*Supplied entries*
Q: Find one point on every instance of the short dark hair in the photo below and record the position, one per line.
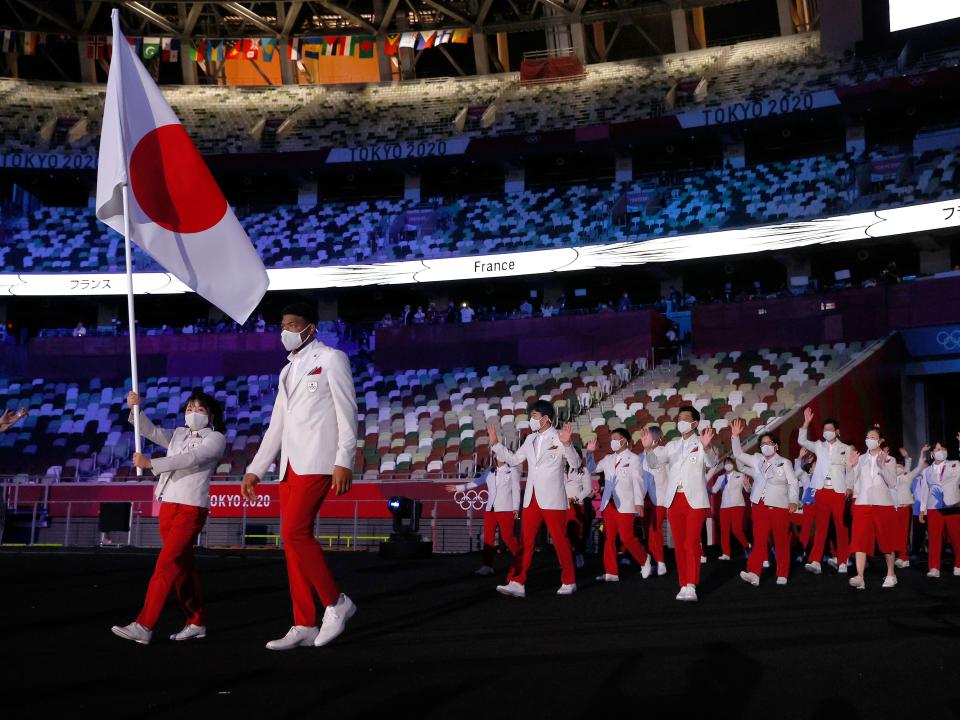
(211, 405)
(302, 309)
(694, 413)
(622, 432)
(545, 408)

*Exercise aim*
Reproduce the whole listing above, request included, with every coordinate in the answers multiplied by 2.55 and rounded to the nearest whole number, halves rounded up. Leave the picture out.

*Exercise solution*
Q: Find one point on every instance of the short dark hair in the photo below and record the position, one per line.
(538, 1033)
(770, 788)
(1770, 1053)
(1586, 1102)
(1390, 1040)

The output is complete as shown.